Within the records below, find each line with the word "bridge" and copy it out.
··· STUDY MATERIAL
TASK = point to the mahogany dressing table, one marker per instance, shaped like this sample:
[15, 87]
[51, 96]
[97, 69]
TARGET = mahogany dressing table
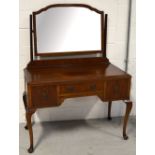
[48, 82]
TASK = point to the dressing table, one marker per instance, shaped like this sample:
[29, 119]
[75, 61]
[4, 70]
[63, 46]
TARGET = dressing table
[68, 59]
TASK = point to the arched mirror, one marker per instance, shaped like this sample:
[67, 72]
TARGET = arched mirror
[68, 29]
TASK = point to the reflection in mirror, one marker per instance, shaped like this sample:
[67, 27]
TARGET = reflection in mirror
[68, 29]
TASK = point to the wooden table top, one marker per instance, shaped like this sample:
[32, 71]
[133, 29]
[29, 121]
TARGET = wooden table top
[73, 73]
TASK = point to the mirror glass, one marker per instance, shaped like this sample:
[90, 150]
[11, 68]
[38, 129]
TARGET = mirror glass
[68, 29]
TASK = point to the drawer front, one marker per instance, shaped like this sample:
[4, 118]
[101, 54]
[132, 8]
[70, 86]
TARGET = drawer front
[117, 89]
[44, 96]
[80, 88]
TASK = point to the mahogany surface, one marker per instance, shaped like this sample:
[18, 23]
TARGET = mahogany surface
[49, 82]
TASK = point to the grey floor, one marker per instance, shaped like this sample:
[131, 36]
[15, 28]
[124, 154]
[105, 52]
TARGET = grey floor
[91, 137]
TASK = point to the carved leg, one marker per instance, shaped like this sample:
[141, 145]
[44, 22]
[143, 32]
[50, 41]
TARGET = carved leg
[109, 110]
[128, 109]
[28, 118]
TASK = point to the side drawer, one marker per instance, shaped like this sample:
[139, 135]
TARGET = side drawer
[117, 89]
[44, 96]
[81, 88]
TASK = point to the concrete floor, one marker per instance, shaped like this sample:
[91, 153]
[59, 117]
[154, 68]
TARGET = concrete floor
[91, 137]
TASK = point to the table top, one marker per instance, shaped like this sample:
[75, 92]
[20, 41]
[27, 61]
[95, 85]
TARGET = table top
[73, 73]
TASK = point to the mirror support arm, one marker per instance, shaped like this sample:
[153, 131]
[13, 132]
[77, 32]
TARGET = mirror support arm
[105, 36]
[31, 40]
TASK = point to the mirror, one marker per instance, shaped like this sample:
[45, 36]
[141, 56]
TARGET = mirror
[67, 29]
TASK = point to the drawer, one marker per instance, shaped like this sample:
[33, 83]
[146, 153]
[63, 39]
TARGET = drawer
[117, 89]
[44, 96]
[79, 88]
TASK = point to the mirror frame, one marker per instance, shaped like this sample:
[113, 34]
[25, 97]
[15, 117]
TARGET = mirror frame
[103, 32]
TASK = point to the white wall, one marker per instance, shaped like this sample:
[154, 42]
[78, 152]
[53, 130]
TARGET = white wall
[83, 107]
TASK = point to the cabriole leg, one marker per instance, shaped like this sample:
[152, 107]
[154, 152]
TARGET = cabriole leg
[109, 110]
[128, 110]
[29, 124]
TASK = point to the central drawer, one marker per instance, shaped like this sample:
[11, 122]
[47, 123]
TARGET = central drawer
[80, 88]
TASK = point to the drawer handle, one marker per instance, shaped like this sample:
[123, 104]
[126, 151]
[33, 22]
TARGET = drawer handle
[116, 89]
[45, 95]
[70, 89]
[93, 87]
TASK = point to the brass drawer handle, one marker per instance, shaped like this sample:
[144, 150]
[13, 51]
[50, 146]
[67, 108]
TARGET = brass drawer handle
[116, 89]
[93, 87]
[45, 95]
[70, 89]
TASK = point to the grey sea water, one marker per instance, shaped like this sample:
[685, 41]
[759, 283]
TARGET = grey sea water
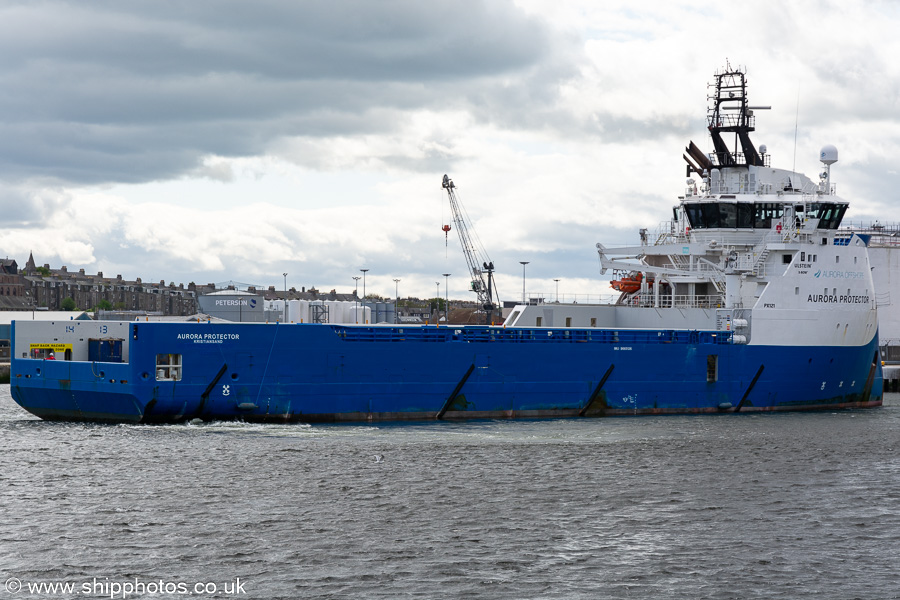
[802, 505]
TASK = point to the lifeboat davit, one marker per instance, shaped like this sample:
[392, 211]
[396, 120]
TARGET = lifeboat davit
[629, 284]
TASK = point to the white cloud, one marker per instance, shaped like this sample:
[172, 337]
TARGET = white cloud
[201, 144]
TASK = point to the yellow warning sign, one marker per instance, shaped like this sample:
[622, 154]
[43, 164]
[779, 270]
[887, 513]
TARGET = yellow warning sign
[51, 346]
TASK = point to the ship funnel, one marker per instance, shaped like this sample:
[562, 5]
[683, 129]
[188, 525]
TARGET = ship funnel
[828, 154]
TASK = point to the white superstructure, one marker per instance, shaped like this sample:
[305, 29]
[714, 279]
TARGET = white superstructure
[751, 249]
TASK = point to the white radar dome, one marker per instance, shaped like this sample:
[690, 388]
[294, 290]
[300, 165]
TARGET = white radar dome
[828, 154]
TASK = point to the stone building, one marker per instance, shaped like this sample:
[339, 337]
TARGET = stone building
[48, 288]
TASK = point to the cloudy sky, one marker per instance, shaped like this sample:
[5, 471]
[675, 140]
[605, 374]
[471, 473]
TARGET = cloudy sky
[235, 141]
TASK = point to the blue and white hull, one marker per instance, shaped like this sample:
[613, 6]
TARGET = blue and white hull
[314, 373]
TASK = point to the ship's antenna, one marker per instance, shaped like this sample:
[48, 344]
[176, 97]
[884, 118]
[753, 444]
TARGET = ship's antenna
[796, 121]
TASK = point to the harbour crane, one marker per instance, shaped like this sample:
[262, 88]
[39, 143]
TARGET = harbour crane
[481, 268]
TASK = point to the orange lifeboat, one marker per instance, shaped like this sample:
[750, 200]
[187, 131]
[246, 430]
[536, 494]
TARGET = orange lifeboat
[630, 283]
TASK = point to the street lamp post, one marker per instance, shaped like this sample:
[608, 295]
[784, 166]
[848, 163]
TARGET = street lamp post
[364, 291]
[523, 263]
[356, 278]
[397, 301]
[447, 297]
[284, 315]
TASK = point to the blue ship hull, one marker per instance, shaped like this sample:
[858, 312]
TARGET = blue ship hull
[326, 373]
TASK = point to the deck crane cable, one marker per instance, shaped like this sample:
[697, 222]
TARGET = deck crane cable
[481, 268]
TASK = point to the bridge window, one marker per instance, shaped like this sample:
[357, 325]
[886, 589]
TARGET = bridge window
······
## RESPONSE TO THIS TASK
TASK = point to the bridge window, one marker per instance, shaped like this sample:
TARGET = bridge window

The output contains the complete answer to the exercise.